Repeat all the records, precisely as given.

Available records:
----------

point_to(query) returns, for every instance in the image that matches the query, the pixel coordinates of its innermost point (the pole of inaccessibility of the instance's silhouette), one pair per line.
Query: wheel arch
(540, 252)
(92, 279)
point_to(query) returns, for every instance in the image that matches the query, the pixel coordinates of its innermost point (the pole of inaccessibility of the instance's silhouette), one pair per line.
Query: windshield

----------

Your response:
point_to(query) returns, for every instance in the image that matches the query, the pixel coordinates of its innermost point (the pole of inaccessibility of the instance's silhouette), one pair per line.
Query: wheel arch
(540, 252)
(92, 279)
point_to(query) returns, for every instance in the image that matches the query, the pixel coordinates of its innermost point (the pole of inaccessibility of the instance's silhouette), one pair per line.
Query: windshield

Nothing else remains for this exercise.